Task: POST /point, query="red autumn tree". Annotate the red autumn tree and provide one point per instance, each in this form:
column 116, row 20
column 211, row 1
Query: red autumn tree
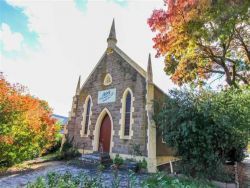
column 203, row 39
column 26, row 126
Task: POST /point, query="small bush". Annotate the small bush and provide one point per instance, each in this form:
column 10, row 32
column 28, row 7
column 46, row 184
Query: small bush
column 68, row 151
column 52, row 180
column 118, row 161
column 142, row 164
column 161, row 180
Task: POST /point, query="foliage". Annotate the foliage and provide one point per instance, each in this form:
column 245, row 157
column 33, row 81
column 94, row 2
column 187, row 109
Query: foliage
column 68, row 151
column 54, row 180
column 118, row 161
column 206, row 128
column 142, row 164
column 136, row 151
column 84, row 180
column 27, row 129
column 202, row 39
column 161, row 180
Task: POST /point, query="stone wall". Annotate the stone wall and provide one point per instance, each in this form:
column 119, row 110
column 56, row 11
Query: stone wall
column 123, row 76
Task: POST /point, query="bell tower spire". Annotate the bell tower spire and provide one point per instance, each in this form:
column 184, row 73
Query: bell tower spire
column 78, row 87
column 112, row 36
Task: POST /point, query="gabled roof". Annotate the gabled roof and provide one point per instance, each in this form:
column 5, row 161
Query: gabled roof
column 112, row 39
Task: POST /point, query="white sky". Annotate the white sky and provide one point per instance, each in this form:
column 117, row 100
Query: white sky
column 72, row 42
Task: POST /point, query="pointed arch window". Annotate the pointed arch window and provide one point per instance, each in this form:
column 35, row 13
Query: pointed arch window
column 127, row 115
column 126, row 121
column 86, row 116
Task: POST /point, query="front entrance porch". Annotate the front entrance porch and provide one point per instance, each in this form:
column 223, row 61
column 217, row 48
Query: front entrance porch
column 103, row 133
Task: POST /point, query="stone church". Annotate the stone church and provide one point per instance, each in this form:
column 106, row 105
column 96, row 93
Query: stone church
column 112, row 110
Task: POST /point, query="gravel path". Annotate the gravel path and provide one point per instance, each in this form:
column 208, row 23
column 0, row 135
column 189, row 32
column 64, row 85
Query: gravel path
column 21, row 180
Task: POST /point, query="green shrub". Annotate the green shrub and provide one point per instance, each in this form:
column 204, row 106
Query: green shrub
column 68, row 151
column 205, row 128
column 118, row 161
column 161, row 180
column 66, row 180
column 142, row 164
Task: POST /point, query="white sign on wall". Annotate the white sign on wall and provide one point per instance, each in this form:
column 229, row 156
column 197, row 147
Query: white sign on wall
column 106, row 96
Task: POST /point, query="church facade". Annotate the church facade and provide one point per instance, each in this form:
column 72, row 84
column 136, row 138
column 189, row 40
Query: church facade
column 112, row 110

━━━

■ EXERCISE INSTRUCTIONS
Please copy the line that contains "Annotate the church" and each line after it through the end of the records, exactly, and no other lines.

■ OUTPUT OF THE EXERCISE
Task: POST /point, query="church facade". Annotate the church facade and provide one point per instance, each in this form:
column 72, row 84
column 136, row 138
column 189, row 40
Query: church facade
column 112, row 110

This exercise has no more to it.